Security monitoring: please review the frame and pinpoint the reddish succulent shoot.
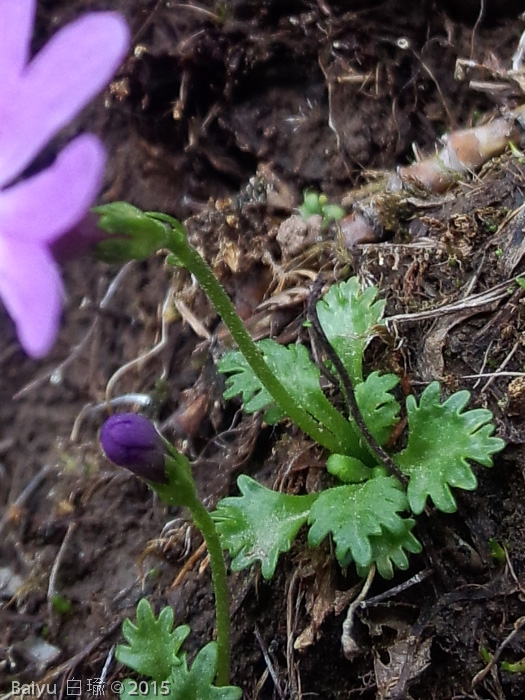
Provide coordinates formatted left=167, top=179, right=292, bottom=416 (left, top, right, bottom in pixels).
left=0, top=0, right=129, bottom=358
left=100, top=413, right=168, bottom=484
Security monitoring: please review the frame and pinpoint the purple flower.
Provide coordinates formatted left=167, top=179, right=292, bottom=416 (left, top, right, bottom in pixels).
left=0, top=0, right=129, bottom=357
left=100, top=413, right=168, bottom=484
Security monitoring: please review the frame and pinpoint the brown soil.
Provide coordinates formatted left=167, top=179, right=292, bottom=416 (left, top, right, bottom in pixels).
left=0, top=0, right=525, bottom=700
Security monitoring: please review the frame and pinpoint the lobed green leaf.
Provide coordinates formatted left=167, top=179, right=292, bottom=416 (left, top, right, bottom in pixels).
left=120, top=642, right=242, bottom=700
left=308, top=476, right=408, bottom=569
left=211, top=475, right=317, bottom=579
left=356, top=518, right=423, bottom=579
left=317, top=277, right=385, bottom=386
left=115, top=598, right=190, bottom=682
left=394, top=382, right=505, bottom=515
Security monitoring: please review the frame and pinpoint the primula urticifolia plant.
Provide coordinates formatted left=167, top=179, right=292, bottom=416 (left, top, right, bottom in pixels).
left=100, top=413, right=241, bottom=700
left=96, top=203, right=504, bottom=700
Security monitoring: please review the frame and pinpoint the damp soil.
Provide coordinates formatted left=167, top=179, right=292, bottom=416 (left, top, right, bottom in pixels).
left=0, top=0, right=525, bottom=700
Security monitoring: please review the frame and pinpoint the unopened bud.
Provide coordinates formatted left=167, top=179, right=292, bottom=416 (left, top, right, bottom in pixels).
left=100, top=413, right=168, bottom=484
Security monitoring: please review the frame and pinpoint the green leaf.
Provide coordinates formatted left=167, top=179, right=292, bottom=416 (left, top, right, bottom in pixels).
left=120, top=642, right=242, bottom=700
left=355, top=372, right=400, bottom=445
left=394, top=382, right=505, bottom=515
left=92, top=202, right=169, bottom=263
left=211, top=474, right=317, bottom=579
left=308, top=476, right=407, bottom=569
left=317, top=277, right=385, bottom=386
left=356, top=518, right=423, bottom=579
left=115, top=598, right=190, bottom=682
left=217, top=339, right=357, bottom=452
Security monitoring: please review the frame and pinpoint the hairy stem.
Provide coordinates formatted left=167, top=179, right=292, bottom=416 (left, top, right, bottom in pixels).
left=189, top=497, right=230, bottom=686
left=170, top=231, right=345, bottom=453
left=307, top=275, right=407, bottom=486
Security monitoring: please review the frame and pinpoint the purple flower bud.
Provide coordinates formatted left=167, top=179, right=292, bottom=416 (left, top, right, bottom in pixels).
left=100, top=413, right=168, bottom=484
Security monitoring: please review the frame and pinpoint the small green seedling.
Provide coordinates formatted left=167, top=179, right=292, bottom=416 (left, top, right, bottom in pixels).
left=299, top=190, right=346, bottom=228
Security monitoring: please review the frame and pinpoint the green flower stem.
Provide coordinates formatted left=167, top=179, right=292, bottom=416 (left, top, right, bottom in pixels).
left=155, top=452, right=230, bottom=686
left=164, top=227, right=346, bottom=453
left=189, top=497, right=230, bottom=686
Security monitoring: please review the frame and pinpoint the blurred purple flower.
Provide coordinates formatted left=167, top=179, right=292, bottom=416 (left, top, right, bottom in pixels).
left=100, top=413, right=168, bottom=484
left=0, top=0, right=129, bottom=357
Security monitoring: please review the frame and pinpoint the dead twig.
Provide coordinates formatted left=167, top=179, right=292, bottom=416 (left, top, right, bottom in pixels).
left=470, top=615, right=525, bottom=689
left=47, top=523, right=77, bottom=631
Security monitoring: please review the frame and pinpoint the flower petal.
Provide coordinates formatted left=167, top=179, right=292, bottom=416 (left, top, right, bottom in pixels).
left=0, top=134, right=105, bottom=243
left=0, top=12, right=129, bottom=186
left=0, top=0, right=36, bottom=90
left=0, top=238, right=63, bottom=358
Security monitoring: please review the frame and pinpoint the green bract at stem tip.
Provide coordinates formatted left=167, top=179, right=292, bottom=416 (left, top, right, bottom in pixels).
left=92, top=202, right=172, bottom=263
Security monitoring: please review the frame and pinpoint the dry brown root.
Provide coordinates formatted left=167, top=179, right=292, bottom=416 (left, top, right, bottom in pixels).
left=341, top=105, right=525, bottom=248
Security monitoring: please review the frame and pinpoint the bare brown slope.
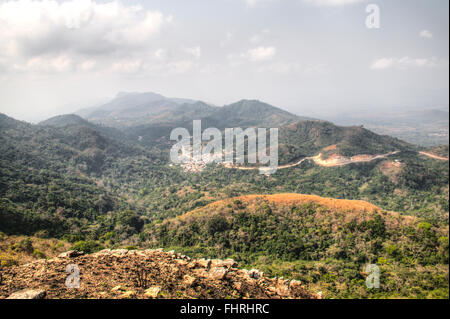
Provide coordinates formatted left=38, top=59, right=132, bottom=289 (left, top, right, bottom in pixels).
left=0, top=250, right=319, bottom=299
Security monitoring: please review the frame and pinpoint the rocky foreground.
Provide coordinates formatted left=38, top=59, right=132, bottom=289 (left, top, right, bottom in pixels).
left=0, top=249, right=320, bottom=299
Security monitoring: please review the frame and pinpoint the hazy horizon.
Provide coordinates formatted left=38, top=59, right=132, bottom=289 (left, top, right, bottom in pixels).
left=0, top=0, right=449, bottom=122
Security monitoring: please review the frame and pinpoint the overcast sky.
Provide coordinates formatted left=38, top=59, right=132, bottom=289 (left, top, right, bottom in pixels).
left=0, top=0, right=449, bottom=121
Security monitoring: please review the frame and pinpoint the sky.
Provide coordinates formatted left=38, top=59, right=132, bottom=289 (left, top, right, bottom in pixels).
left=0, top=0, right=449, bottom=122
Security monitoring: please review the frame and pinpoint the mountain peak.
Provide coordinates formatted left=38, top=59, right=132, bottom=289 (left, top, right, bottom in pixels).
left=39, top=114, right=91, bottom=127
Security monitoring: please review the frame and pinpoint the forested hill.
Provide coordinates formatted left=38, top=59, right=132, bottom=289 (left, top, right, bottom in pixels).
left=150, top=194, right=449, bottom=298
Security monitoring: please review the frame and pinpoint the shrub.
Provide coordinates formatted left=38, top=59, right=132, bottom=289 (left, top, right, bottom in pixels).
left=71, top=240, right=103, bottom=254
left=33, top=249, right=46, bottom=259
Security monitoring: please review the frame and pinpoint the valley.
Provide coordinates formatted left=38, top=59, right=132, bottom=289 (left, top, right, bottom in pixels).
left=0, top=93, right=449, bottom=298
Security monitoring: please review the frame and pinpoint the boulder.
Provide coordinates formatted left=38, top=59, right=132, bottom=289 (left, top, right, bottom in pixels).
left=58, top=250, right=84, bottom=258
left=208, top=267, right=228, bottom=280
left=144, top=286, right=161, bottom=299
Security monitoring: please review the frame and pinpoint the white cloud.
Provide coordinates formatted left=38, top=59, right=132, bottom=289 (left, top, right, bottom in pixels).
left=370, top=56, right=448, bottom=70
left=0, top=0, right=172, bottom=57
left=184, top=46, right=202, bottom=59
left=250, top=29, right=270, bottom=44
left=245, top=0, right=278, bottom=8
left=220, top=32, right=233, bottom=48
left=303, top=0, right=363, bottom=7
left=419, top=30, right=433, bottom=39
left=245, top=47, right=277, bottom=62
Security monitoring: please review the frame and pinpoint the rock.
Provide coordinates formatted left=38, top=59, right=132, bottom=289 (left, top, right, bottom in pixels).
left=211, top=259, right=238, bottom=268
left=233, top=281, right=242, bottom=291
left=183, top=275, right=197, bottom=287
left=248, top=269, right=264, bottom=280
left=289, top=280, right=302, bottom=289
left=277, top=278, right=290, bottom=297
left=111, top=249, right=128, bottom=257
left=58, top=250, right=84, bottom=258
left=208, top=267, right=228, bottom=280
left=175, top=259, right=188, bottom=266
left=119, top=291, right=136, bottom=299
left=111, top=285, right=127, bottom=291
left=197, top=259, right=211, bottom=269
left=144, top=286, right=161, bottom=299
left=7, top=289, right=47, bottom=299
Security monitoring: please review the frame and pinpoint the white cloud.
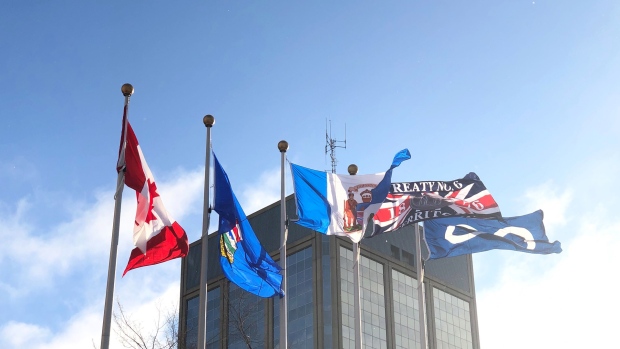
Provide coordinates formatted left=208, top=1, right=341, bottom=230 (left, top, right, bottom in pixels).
left=477, top=216, right=620, bottom=349
left=0, top=169, right=204, bottom=349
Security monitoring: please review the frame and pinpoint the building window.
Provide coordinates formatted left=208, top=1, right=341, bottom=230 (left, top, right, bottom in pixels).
left=185, top=287, right=222, bottom=349
left=340, top=247, right=387, bottom=349
left=392, top=269, right=421, bottom=349
left=273, top=247, right=314, bottom=349
left=433, top=288, right=473, bottom=349
left=228, top=282, right=265, bottom=349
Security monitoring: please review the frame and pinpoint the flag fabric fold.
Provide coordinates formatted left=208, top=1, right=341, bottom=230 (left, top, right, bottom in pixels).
left=291, top=149, right=411, bottom=242
left=372, top=172, right=501, bottom=236
left=424, top=210, right=562, bottom=259
left=117, top=116, right=189, bottom=276
left=213, top=154, right=284, bottom=297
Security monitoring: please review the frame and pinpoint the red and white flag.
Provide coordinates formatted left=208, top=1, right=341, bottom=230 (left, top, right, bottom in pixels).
left=116, top=113, right=189, bottom=276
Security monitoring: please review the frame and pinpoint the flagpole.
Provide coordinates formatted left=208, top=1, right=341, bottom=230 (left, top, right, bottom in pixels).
left=101, top=84, right=133, bottom=349
left=347, top=164, right=363, bottom=349
left=278, top=140, right=288, bottom=349
left=198, top=115, right=215, bottom=349
left=413, top=223, right=427, bottom=349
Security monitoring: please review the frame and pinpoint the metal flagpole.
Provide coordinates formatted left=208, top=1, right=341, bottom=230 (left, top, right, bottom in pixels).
left=347, top=164, right=363, bottom=349
left=198, top=115, right=215, bottom=349
left=101, top=84, right=133, bottom=349
left=278, top=141, right=288, bottom=349
left=414, top=223, right=427, bottom=349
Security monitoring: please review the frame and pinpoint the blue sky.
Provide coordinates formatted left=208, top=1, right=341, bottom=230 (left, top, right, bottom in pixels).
left=0, top=0, right=620, bottom=349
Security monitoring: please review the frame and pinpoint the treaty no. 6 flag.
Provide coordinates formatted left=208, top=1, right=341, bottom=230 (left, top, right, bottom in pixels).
left=424, top=210, right=562, bottom=259
left=291, top=149, right=411, bottom=242
left=213, top=154, right=284, bottom=297
left=372, top=172, right=501, bottom=236
left=117, top=113, right=189, bottom=275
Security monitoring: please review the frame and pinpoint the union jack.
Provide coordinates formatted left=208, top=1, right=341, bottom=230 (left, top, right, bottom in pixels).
left=371, top=172, right=501, bottom=236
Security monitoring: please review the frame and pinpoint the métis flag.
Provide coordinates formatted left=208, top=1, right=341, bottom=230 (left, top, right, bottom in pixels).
left=424, top=210, right=562, bottom=259
left=371, top=172, right=501, bottom=236
left=116, top=118, right=189, bottom=276
left=291, top=149, right=411, bottom=242
left=213, top=154, right=284, bottom=297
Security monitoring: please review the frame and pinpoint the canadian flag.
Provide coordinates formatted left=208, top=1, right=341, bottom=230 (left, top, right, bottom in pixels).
left=116, top=110, right=189, bottom=276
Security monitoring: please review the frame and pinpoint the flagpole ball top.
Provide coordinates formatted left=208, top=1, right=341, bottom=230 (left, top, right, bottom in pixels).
left=347, top=164, right=357, bottom=176
left=202, top=114, right=215, bottom=127
left=121, top=84, right=133, bottom=97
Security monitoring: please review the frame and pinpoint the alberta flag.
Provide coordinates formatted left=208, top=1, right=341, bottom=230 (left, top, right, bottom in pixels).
left=424, top=210, right=562, bottom=259
left=116, top=111, right=189, bottom=276
left=372, top=172, right=502, bottom=236
left=291, top=149, right=411, bottom=242
left=213, top=154, right=284, bottom=297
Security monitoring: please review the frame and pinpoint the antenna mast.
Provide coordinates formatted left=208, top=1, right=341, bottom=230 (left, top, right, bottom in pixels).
left=325, top=120, right=347, bottom=173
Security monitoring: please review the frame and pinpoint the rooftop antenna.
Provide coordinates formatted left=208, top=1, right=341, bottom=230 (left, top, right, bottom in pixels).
left=325, top=119, right=347, bottom=173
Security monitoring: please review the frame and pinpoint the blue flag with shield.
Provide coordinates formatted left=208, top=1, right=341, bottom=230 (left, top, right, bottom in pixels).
left=213, top=154, right=284, bottom=297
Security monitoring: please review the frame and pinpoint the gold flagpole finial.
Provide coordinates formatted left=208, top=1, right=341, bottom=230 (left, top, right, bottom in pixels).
left=347, top=164, right=357, bottom=176
left=202, top=114, right=215, bottom=127
left=121, top=84, right=133, bottom=97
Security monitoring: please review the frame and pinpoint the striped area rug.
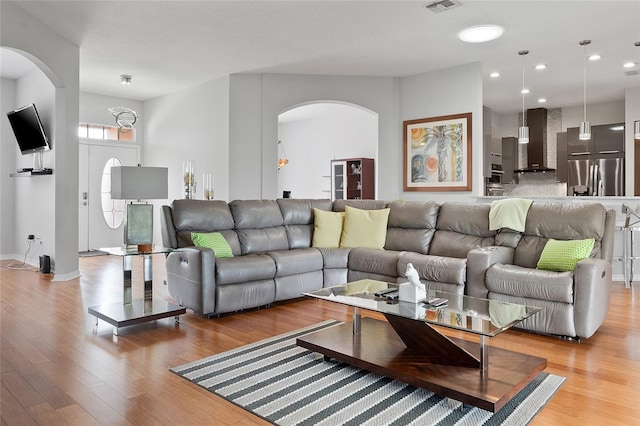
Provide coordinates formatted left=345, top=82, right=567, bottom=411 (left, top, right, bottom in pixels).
left=171, top=321, right=565, bottom=426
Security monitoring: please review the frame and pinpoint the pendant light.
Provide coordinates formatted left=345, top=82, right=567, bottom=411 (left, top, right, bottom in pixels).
left=518, top=50, right=529, bottom=144
left=578, top=40, right=591, bottom=141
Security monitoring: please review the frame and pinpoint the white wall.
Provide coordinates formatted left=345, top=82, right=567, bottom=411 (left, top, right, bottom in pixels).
left=398, top=63, right=484, bottom=202
left=274, top=104, right=378, bottom=198
left=0, top=1, right=80, bottom=281
left=143, top=78, right=230, bottom=244
left=0, top=78, right=17, bottom=258
left=229, top=74, right=401, bottom=199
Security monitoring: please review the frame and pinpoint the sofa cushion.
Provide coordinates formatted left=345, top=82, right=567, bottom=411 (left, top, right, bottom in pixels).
left=396, top=252, right=467, bottom=285
left=485, top=263, right=573, bottom=303
left=311, top=209, right=345, bottom=248
left=216, top=254, right=276, bottom=285
left=384, top=201, right=440, bottom=254
left=340, top=206, right=389, bottom=250
left=429, top=203, right=496, bottom=259
left=191, top=232, right=233, bottom=257
left=267, top=248, right=322, bottom=277
left=537, top=238, right=595, bottom=272
left=513, top=201, right=607, bottom=268
left=276, top=198, right=331, bottom=249
left=349, top=248, right=400, bottom=279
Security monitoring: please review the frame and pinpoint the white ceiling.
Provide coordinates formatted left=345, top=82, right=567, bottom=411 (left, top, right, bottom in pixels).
left=1, top=0, right=640, bottom=113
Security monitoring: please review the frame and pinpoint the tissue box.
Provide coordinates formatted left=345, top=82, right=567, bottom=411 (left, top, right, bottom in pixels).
left=398, top=283, right=427, bottom=303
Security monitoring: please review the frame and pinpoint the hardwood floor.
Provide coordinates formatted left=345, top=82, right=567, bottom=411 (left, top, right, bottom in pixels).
left=0, top=255, right=640, bottom=425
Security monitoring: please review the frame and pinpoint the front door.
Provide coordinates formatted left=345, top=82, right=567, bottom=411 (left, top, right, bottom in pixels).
left=78, top=142, right=139, bottom=251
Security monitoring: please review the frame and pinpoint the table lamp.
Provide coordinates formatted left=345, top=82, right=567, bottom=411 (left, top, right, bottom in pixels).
left=111, top=166, right=169, bottom=253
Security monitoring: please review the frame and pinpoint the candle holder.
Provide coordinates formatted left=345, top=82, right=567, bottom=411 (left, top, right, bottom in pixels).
left=202, top=173, right=213, bottom=200
left=182, top=160, right=196, bottom=200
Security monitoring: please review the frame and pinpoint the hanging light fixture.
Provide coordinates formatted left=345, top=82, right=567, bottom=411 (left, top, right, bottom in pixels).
left=518, top=50, right=529, bottom=144
left=109, top=74, right=138, bottom=133
left=578, top=40, right=591, bottom=141
left=278, top=141, right=289, bottom=171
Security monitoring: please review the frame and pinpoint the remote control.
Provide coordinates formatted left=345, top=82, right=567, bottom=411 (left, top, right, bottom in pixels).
left=373, top=288, right=398, bottom=297
left=426, top=297, right=449, bottom=306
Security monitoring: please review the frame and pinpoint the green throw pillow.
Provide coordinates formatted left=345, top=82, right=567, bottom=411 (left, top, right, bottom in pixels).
left=538, top=238, right=595, bottom=272
left=191, top=232, right=233, bottom=257
left=340, top=206, right=391, bottom=250
left=311, top=208, right=344, bottom=248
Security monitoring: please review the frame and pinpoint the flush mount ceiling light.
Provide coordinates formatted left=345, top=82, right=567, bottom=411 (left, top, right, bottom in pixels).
left=109, top=74, right=138, bottom=133
left=518, top=50, right=529, bottom=144
left=578, top=40, right=593, bottom=141
left=458, top=25, right=504, bottom=43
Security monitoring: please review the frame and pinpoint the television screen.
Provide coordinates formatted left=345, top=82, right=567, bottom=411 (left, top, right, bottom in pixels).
left=7, top=104, right=50, bottom=155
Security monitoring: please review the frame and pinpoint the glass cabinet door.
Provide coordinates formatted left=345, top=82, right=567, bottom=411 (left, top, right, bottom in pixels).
left=331, top=161, right=347, bottom=200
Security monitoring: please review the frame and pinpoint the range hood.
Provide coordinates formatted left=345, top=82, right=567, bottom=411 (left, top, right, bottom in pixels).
left=514, top=108, right=555, bottom=173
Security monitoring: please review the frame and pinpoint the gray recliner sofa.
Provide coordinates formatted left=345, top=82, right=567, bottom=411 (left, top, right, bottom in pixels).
left=162, top=199, right=615, bottom=337
left=466, top=202, right=615, bottom=338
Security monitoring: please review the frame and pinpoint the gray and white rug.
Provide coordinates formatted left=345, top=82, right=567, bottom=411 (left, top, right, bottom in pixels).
left=171, top=321, right=565, bottom=426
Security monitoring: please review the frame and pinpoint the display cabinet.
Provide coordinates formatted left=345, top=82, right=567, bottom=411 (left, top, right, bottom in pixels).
left=331, top=158, right=376, bottom=200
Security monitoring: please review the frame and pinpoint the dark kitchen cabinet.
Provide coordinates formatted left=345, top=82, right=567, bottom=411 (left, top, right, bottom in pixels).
left=527, top=108, right=547, bottom=169
left=567, top=123, right=624, bottom=156
left=556, top=132, right=568, bottom=182
left=591, top=123, right=624, bottom=154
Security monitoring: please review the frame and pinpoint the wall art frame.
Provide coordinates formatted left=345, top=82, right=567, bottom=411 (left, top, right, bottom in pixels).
left=403, top=112, right=473, bottom=191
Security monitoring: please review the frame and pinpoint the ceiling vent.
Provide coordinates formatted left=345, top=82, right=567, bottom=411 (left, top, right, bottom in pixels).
left=426, top=0, right=462, bottom=13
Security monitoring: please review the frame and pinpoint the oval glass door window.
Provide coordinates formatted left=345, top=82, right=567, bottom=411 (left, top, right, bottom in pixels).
left=100, top=157, right=126, bottom=229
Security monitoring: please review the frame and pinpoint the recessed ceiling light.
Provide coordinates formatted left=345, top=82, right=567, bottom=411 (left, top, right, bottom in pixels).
left=458, top=25, right=504, bottom=43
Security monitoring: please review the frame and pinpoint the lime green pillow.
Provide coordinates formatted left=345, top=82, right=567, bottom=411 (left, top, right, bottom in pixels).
left=191, top=232, right=233, bottom=257
left=538, top=238, right=595, bottom=272
left=311, top=208, right=344, bottom=248
left=340, top=206, right=391, bottom=250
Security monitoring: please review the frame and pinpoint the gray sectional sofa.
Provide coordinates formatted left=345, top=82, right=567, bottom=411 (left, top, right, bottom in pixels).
left=162, top=199, right=615, bottom=337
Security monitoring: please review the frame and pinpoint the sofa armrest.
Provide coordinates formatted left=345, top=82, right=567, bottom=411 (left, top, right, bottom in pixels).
left=165, top=247, right=216, bottom=315
left=466, top=246, right=515, bottom=299
left=573, top=258, right=611, bottom=338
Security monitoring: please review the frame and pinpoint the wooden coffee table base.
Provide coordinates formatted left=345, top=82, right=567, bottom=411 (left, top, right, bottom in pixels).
left=297, top=318, right=547, bottom=412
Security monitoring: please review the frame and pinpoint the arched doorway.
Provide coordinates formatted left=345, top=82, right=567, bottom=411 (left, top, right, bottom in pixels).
left=278, top=101, right=378, bottom=198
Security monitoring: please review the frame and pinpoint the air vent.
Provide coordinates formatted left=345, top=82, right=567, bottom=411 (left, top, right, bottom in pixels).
left=426, top=0, right=462, bottom=13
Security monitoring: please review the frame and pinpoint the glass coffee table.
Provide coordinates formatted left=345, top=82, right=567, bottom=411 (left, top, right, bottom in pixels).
left=297, top=280, right=547, bottom=412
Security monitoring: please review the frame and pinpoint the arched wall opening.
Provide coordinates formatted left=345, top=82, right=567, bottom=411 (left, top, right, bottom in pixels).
left=274, top=101, right=379, bottom=198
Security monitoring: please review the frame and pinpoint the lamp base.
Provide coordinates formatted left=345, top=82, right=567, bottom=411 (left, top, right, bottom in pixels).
left=138, top=244, right=153, bottom=253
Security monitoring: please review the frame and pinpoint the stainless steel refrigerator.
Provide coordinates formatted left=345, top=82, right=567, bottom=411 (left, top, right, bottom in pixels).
left=567, top=157, right=624, bottom=197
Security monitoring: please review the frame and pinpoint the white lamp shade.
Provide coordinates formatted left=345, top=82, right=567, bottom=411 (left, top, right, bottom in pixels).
left=578, top=121, right=591, bottom=141
left=518, top=126, right=529, bottom=144
left=111, top=166, right=169, bottom=200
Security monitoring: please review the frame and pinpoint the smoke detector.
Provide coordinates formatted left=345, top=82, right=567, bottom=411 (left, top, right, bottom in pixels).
left=426, top=0, right=462, bottom=13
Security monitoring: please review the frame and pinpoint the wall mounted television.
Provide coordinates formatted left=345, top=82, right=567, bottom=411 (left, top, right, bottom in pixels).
left=7, top=104, right=51, bottom=155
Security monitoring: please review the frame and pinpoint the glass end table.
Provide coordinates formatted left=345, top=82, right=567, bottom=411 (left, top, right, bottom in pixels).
left=88, top=246, right=187, bottom=336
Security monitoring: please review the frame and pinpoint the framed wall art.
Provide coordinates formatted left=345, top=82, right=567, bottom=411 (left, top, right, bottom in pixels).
left=403, top=112, right=472, bottom=191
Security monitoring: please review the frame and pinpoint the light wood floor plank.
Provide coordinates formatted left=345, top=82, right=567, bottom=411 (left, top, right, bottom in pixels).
left=0, top=256, right=640, bottom=426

.....

## Task statement
Reproduce the part of the records that opens with the line containing "white lamp shade." and closes with the line containing "left=518, top=126, right=529, bottom=144", leaving the request lines unchanged. In the answers, multiply every coordinate by 1.05 and round to the nearest whole number, with halves rounded up.

## Solved exercise
Security monitoring: please review the frame and pinpoint the white lamp shade.
Provide coordinates formatted left=345, top=82, right=567, bottom=411 (left, top, right, bottom in pixels).
left=607, top=127, right=621, bottom=148
left=544, top=132, right=555, bottom=151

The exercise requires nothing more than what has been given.